Like many other choke points on the long road through Central and South America to the U.S., the city of Tapachula has been transformed into a kind of landlocked port. Interspersed with the rotisseries, pharmacies, shoe shops and hardware stores that typify midsize Mexican towns, there are many small, bare-bones hotels catering to the immigrants. We visited a multistory boardinghouse where Cuban immigrants were packed in as many as six to a room, in conditions reminiscent of the Gangs of New York-era tenements. The property manager, who appeared to be Cuban himself, reclined on the couch in the lobby and waved us up, grinning at his texts. A girl in her 20s sat on a stoop outside the hotel, looking at her own phone and crying.

There were two agents waiting in vain for customers in the Xiinbal travel agency, which sells airplane and bus tickets to northern border towns. Business is dead, said the owner, whose partner quit recently.

“There’s no movement,” said the man. “Many come inquiring; very few have the documents.”

One of only two humanitarian immigrant shelters in town, the Albergue Buen Pastor, was founded about 30 years ago on the outskirts of town by Olga Sanchez. Sanchez initially opened her own home, where she carried immigrants injured while jumping “La Bestia,” the freight train that used to run through Tapachula and still leaves from nearby Arriaga. Now Sanchez and two other administrators give room and board to hundreds of immigrants in the facility, which is about the size of a rural American elementary school. There were about 400 people there when we visited and it seemed overcrowded, with throngs of people gathered in the entrance courtyard. It’s hard to imagine the conditions in early February when an official there emailed us to say the number of residents had grown to 700.

There are roughly two dozen bus-ticket offices in the streets near the open-air market at the center of town. None of them advertised the Mexican tourist destinations, like Oaxaca and Huatulco, destinations that are served by a more up-market bus station on the edge of town. The posters at these offices advertised bus rides to cities like Tijuana, Ciudad Juárez and Nuevo Laredo, towns along the U.S. border 48 hours by road to the north.

It costs about $100 for a bus ticket to Nuevo Laredo, but, according to one Salvadoran woman, smugglers were now charging $10,000 for the same trip.

_ _ _ _

Transcribe the passage about Tapachula between "There are roughly" and "the same trip.", inclusive. The items that come next can be disregarded.

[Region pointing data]

_ _ _ _

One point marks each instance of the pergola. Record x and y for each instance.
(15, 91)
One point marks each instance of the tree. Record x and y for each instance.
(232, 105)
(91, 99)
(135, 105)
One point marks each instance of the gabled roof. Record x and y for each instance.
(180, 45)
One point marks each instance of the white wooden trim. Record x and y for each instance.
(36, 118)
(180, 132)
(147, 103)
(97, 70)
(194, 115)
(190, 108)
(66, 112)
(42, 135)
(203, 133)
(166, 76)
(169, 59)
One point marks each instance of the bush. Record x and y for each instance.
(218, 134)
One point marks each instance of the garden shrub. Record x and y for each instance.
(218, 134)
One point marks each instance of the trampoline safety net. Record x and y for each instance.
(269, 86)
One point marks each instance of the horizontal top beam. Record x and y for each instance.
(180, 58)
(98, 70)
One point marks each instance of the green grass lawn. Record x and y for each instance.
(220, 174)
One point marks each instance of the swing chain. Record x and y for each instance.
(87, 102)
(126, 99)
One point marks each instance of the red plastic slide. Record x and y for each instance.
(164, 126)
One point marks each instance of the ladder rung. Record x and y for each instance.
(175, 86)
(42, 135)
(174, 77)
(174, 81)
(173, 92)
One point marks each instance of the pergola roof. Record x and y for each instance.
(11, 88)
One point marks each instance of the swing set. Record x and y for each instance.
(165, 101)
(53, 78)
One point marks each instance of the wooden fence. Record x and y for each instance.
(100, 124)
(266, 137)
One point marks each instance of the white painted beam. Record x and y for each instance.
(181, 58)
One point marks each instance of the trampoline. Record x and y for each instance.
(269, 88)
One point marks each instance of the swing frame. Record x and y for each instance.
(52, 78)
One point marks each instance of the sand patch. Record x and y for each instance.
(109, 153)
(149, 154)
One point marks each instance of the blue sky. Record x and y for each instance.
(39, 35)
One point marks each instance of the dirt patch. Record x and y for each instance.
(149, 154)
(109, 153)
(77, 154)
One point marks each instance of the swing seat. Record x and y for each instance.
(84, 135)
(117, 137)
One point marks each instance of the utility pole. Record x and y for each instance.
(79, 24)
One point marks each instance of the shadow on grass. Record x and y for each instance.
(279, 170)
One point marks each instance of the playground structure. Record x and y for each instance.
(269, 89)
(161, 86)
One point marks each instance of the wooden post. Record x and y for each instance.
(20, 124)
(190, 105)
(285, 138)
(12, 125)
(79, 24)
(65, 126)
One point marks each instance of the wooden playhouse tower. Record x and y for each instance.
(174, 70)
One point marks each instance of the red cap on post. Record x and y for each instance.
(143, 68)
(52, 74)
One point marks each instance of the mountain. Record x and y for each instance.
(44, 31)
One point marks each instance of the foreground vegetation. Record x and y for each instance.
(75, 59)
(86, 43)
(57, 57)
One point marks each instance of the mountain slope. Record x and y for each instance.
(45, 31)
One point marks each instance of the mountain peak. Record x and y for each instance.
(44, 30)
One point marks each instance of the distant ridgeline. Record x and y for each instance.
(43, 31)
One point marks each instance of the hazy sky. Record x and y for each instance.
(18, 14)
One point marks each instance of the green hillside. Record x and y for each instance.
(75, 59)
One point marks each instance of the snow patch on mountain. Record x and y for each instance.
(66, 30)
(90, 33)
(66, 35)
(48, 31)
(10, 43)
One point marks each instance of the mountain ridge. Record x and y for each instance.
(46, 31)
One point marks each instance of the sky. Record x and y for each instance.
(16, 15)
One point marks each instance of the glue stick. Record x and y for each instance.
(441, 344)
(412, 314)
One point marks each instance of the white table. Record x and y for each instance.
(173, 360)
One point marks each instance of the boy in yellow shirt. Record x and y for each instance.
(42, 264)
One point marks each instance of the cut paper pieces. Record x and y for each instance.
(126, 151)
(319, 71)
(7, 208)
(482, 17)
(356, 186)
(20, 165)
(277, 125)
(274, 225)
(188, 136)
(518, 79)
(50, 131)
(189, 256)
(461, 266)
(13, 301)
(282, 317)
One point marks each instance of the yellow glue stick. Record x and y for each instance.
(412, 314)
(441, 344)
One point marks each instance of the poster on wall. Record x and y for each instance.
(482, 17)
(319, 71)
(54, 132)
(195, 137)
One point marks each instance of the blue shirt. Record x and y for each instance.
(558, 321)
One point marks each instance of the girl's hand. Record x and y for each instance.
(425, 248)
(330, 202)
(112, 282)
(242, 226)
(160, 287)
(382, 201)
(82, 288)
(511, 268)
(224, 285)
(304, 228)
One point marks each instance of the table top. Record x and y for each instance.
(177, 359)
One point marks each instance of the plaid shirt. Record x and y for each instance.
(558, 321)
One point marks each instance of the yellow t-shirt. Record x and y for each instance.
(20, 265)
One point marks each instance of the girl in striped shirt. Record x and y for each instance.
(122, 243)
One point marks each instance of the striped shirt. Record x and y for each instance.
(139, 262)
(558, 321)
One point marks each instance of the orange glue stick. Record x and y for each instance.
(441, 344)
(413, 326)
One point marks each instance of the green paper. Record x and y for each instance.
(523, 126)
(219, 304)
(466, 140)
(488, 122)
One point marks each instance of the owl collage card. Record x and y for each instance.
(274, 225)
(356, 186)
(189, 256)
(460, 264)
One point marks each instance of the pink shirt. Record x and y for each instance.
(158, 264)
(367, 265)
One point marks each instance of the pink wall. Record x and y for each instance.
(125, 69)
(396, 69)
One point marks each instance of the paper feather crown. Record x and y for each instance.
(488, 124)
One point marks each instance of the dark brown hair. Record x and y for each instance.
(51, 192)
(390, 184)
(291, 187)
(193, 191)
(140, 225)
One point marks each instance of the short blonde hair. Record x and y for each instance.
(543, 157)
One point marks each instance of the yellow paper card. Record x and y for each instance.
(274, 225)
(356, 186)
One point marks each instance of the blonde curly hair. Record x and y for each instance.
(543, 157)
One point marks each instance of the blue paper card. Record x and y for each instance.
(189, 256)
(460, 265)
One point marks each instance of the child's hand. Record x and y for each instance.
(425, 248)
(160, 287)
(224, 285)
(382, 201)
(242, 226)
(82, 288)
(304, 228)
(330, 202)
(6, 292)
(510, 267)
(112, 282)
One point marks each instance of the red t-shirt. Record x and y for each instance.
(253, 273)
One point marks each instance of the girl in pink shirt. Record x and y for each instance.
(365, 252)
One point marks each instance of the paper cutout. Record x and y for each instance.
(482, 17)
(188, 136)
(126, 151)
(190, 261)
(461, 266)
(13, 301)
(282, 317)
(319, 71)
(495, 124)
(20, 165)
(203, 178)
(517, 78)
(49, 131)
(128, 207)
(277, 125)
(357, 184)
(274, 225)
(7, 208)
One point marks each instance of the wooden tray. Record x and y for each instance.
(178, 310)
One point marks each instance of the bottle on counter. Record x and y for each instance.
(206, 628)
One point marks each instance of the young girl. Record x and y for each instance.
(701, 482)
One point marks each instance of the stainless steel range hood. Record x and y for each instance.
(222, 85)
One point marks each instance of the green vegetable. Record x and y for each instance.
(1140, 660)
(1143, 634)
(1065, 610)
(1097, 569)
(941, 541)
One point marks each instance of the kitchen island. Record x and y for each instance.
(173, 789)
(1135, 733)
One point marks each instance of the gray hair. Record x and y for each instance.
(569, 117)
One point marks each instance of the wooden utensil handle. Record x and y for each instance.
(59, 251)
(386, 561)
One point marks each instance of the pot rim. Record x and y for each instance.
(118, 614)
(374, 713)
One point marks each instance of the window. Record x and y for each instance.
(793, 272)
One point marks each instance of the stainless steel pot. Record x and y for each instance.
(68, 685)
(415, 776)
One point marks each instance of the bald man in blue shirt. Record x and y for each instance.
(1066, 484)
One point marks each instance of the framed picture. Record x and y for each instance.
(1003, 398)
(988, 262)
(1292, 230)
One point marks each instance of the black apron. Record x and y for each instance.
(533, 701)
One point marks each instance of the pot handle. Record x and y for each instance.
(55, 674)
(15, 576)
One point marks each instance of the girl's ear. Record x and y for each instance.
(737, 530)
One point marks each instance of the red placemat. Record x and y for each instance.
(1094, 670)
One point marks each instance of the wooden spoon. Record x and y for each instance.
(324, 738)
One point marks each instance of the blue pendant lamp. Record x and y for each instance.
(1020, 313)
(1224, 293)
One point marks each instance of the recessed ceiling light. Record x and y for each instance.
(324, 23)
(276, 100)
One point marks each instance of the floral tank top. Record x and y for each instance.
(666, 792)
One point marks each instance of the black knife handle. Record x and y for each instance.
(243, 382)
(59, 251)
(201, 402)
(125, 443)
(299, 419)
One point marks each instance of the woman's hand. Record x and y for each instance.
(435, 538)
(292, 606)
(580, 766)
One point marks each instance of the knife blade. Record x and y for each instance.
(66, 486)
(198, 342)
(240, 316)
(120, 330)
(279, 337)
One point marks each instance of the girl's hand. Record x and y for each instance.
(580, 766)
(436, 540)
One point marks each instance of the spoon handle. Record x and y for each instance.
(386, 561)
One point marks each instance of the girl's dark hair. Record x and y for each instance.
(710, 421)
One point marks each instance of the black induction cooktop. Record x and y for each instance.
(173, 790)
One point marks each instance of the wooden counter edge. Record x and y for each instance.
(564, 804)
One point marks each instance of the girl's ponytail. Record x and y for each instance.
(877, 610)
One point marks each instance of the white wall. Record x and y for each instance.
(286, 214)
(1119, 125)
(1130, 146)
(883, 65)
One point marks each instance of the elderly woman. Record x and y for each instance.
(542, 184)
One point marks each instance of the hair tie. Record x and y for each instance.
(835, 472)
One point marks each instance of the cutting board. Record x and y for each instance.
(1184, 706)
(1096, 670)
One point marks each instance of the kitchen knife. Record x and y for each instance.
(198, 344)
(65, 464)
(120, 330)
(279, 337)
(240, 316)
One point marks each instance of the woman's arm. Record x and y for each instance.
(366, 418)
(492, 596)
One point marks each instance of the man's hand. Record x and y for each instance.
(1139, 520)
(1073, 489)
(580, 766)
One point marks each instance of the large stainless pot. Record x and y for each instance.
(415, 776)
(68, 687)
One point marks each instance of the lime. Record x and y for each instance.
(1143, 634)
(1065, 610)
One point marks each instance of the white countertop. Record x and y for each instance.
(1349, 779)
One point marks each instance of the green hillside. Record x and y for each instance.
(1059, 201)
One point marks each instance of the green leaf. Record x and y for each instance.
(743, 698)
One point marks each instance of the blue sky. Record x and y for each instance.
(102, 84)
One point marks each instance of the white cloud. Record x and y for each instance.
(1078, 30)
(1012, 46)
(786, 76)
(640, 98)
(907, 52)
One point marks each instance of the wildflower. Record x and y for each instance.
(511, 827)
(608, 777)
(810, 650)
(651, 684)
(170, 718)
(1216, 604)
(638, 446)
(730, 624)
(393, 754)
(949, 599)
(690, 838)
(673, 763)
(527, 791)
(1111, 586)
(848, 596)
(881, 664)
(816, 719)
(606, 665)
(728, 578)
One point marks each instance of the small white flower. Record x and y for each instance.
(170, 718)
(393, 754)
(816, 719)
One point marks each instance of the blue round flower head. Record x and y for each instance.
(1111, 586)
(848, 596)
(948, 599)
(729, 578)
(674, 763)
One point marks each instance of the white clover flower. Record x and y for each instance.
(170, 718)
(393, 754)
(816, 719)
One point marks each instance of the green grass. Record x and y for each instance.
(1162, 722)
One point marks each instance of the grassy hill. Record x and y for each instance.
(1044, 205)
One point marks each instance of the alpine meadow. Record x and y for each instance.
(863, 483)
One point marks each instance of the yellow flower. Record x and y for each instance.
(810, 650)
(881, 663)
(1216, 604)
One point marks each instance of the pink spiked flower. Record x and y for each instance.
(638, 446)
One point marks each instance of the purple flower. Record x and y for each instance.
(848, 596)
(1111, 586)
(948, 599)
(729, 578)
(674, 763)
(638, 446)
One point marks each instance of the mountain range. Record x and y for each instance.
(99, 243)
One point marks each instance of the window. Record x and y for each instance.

_ _ _ _

• [Reply to the exercise]
There are roughly two dozen bus-ticket offices in the streets near the open-air market at the center of town. None of them advertised the Mexican tourist destinations, like Oaxaca and Huatulco, destinations that are served by a more up-market bus station on the edge of town. The posters at these offices advertised bus rides to cities like Tijuana, Ciudad Juárez and Nuevo Laredo, towns along the U.S. border 48 hours by road to the north.

It costs about $100 for a bus ticket to Nuevo Laredo, but, according to one Salvadoran woman, smugglers were now charging $10,000 for the same trip.